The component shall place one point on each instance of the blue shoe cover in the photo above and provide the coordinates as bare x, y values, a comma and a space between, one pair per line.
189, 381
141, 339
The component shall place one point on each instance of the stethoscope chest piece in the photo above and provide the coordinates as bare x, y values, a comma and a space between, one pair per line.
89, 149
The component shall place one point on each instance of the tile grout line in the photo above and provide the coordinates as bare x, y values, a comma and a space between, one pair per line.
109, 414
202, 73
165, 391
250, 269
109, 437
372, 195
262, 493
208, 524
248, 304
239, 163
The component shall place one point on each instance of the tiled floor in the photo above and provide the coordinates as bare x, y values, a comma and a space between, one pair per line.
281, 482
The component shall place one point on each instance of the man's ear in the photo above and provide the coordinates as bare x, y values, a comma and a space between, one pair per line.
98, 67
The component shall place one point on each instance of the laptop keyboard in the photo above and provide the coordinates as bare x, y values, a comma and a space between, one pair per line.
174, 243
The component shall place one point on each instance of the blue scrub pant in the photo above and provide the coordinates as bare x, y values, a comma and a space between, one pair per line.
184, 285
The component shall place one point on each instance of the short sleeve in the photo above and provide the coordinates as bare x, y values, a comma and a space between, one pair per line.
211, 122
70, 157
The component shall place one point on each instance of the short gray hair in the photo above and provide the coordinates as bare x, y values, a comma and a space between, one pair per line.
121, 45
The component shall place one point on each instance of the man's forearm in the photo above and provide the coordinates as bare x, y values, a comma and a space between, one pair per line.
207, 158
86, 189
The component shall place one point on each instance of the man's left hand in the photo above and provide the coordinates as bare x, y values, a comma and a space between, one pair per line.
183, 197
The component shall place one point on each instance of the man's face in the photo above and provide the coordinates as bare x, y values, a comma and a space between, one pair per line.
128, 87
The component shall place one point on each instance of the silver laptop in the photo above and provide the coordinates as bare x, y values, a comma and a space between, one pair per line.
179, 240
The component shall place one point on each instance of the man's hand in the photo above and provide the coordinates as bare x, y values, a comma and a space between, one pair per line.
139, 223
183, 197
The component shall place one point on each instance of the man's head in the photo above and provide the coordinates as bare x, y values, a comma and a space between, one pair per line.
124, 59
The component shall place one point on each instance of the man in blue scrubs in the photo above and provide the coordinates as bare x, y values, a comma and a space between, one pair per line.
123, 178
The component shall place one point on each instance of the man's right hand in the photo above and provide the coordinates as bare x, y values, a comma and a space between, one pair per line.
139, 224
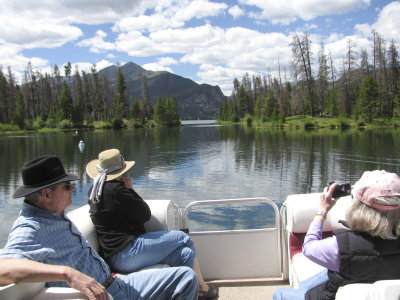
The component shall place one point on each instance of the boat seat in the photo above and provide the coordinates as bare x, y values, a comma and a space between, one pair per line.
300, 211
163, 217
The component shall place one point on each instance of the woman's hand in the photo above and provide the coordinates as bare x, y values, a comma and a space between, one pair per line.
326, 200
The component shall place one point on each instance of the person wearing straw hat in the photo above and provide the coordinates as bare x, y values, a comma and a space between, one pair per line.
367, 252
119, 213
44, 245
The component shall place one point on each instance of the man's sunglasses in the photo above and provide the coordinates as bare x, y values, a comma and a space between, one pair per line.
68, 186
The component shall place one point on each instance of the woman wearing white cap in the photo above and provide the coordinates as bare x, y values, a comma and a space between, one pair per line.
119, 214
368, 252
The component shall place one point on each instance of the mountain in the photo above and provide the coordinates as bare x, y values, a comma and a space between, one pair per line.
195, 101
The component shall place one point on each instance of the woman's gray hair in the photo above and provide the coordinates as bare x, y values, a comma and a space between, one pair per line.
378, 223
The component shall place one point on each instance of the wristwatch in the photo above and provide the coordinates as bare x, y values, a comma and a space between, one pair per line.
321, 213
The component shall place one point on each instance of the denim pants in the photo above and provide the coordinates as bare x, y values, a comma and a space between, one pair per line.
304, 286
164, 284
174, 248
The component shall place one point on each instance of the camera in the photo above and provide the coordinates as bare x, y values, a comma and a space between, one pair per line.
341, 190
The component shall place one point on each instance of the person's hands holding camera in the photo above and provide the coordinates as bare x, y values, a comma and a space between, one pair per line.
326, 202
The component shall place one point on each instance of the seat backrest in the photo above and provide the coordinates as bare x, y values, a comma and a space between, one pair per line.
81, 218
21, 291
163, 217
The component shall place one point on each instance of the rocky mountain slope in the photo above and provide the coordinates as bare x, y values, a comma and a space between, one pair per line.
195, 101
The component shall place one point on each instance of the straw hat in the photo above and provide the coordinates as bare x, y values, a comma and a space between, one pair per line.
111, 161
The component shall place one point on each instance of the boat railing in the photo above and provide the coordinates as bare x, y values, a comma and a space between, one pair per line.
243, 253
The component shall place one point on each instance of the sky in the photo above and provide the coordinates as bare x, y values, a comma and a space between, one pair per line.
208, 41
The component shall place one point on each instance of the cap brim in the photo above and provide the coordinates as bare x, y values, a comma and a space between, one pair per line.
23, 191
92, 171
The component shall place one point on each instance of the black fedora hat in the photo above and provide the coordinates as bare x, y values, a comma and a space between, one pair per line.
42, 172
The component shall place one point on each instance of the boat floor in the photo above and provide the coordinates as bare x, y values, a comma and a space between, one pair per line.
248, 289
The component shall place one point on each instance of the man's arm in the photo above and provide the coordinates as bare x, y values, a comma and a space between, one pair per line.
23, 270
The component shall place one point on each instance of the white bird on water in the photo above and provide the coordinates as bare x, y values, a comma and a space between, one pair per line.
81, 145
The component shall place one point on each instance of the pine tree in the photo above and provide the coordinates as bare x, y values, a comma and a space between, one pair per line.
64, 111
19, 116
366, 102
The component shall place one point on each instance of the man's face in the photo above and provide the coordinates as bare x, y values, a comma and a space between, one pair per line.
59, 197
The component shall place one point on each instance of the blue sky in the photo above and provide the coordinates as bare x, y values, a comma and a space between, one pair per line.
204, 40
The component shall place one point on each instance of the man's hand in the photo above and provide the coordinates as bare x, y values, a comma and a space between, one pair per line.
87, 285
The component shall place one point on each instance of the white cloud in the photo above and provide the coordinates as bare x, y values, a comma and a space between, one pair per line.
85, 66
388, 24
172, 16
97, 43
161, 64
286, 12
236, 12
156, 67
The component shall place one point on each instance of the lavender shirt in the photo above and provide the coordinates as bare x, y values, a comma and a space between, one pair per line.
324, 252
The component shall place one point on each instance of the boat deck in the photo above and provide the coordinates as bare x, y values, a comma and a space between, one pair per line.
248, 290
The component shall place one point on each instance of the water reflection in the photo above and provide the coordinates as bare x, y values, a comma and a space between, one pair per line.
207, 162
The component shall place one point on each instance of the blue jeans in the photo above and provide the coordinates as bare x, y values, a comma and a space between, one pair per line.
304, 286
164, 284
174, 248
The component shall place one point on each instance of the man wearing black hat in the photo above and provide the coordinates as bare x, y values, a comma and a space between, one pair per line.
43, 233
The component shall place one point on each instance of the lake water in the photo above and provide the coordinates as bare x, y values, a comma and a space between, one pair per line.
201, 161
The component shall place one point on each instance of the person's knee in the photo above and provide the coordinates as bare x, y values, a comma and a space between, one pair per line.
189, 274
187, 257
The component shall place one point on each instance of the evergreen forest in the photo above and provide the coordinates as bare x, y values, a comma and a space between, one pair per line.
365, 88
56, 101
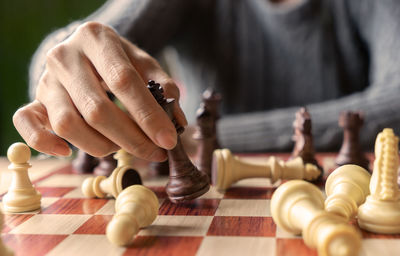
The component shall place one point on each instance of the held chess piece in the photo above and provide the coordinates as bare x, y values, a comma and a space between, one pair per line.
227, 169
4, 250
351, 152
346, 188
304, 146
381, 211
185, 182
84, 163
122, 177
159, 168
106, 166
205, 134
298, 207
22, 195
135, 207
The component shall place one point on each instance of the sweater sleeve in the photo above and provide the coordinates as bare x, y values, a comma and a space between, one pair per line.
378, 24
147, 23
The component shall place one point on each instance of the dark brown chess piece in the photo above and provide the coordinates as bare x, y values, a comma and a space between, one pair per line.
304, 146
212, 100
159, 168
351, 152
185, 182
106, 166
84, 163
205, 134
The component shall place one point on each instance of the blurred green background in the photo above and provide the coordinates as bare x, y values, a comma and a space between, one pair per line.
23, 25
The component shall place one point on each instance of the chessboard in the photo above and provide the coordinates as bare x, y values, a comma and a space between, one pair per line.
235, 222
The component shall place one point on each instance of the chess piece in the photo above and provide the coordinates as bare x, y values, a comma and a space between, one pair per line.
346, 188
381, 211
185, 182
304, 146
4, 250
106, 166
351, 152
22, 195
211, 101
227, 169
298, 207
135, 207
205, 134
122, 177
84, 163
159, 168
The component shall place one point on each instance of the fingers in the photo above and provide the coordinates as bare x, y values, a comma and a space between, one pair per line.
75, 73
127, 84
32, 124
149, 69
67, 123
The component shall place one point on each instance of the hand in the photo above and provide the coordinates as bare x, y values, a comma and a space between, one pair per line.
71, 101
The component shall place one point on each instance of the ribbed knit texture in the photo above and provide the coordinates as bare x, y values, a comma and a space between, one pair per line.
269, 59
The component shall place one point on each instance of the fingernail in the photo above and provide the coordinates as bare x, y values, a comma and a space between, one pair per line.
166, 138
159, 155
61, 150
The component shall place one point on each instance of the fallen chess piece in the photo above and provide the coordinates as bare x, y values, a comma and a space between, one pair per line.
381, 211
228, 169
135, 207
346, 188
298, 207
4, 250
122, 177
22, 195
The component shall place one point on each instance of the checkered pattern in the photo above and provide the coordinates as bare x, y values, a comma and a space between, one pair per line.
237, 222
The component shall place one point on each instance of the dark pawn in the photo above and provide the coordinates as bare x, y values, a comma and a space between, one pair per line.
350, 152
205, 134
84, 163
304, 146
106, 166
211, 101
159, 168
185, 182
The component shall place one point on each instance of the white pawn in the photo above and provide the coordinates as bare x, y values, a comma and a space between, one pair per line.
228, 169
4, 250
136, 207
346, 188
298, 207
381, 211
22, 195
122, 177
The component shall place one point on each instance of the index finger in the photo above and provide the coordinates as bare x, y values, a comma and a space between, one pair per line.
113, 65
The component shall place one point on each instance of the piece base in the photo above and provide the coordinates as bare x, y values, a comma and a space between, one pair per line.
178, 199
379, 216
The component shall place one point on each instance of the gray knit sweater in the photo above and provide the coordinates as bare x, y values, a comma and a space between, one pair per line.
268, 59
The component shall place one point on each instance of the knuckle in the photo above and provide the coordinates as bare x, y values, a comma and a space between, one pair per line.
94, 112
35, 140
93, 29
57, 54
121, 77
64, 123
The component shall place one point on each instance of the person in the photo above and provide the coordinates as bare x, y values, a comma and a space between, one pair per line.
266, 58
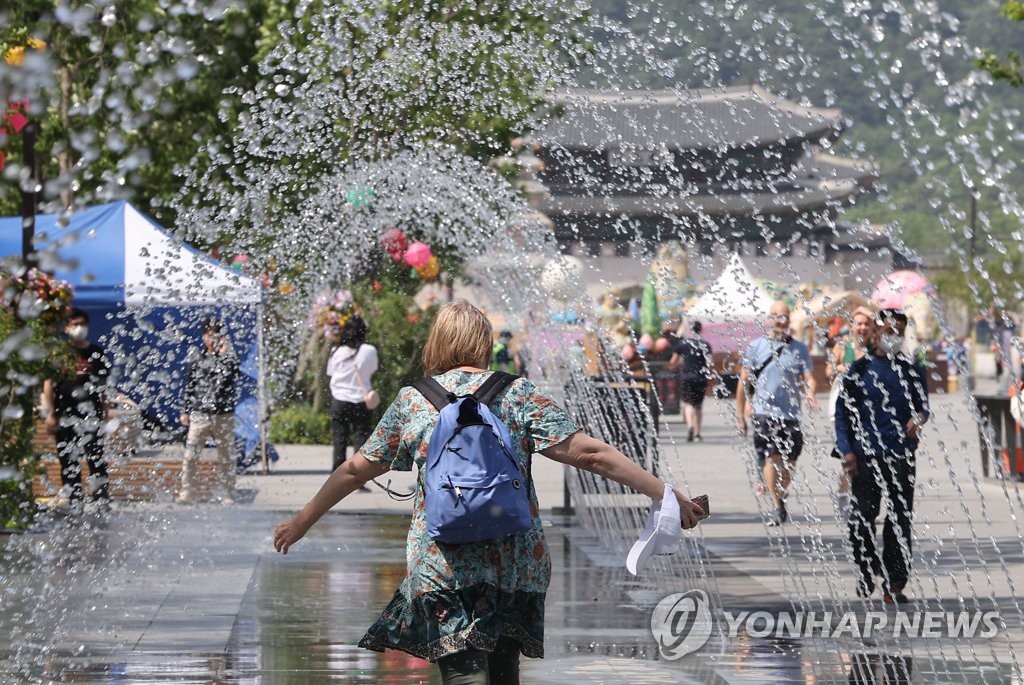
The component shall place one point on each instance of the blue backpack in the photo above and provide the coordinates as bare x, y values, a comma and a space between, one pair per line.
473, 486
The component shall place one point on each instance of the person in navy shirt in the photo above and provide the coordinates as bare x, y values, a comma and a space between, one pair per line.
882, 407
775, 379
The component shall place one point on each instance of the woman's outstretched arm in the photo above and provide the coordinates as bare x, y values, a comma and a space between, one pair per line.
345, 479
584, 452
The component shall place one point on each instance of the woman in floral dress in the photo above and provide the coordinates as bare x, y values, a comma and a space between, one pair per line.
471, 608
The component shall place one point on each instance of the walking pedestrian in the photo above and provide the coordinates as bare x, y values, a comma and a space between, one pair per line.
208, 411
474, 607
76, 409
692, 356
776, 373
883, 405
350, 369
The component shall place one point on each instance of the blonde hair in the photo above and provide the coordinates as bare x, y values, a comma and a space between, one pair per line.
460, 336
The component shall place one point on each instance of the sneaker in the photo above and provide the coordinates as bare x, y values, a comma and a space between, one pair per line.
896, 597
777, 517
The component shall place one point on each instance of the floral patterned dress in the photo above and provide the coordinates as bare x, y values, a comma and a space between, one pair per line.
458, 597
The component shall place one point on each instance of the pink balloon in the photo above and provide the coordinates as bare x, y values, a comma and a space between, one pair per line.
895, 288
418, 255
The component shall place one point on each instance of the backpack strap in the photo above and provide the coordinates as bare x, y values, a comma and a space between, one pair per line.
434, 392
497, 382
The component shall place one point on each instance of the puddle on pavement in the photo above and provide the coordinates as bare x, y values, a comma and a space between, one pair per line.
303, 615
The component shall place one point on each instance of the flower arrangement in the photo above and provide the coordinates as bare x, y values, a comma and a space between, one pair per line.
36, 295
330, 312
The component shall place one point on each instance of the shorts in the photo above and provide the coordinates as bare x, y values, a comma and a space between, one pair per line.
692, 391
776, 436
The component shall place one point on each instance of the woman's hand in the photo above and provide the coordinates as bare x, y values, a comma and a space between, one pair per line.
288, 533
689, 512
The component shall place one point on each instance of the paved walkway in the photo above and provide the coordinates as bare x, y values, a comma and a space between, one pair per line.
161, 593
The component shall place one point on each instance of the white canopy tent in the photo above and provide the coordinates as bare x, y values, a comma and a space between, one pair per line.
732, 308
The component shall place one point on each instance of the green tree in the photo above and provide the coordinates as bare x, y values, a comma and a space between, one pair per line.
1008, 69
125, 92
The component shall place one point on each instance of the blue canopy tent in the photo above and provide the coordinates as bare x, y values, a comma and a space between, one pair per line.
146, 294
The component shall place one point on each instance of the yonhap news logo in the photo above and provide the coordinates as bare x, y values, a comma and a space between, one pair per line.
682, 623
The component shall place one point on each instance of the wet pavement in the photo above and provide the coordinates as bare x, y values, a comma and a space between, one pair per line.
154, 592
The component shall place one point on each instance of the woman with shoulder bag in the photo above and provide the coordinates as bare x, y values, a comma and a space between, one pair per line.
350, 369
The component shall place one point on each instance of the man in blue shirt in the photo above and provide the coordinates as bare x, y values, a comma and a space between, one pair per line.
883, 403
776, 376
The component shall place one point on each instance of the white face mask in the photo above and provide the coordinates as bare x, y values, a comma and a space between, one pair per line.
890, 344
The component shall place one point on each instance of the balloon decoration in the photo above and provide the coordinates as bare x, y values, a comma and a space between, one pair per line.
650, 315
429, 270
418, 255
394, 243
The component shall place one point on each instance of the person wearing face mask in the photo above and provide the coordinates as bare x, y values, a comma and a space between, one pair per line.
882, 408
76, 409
══════════════════════════════
Instructions for the task: Restate the final lines of the listing above word for word, beginning at the line that contains "the white face".

Answer to the task:
The component shall place one point on each instance of the white face mask in the photo above and provide the coordinates as bare x, y values, a comma and a space between, one pair per line.
890, 344
The component shall place one point on each instance of the balloon decoration in the photo above and provide the coordinates as bare x, y values, a comma and a space between, one pair per line.
650, 315
429, 270
418, 255
394, 243
The component shall place one point on each instance of the person wearing face mask in the photo above and provide the coordinates as bare x, y values, a comma and a space between, one pair per line.
882, 408
76, 409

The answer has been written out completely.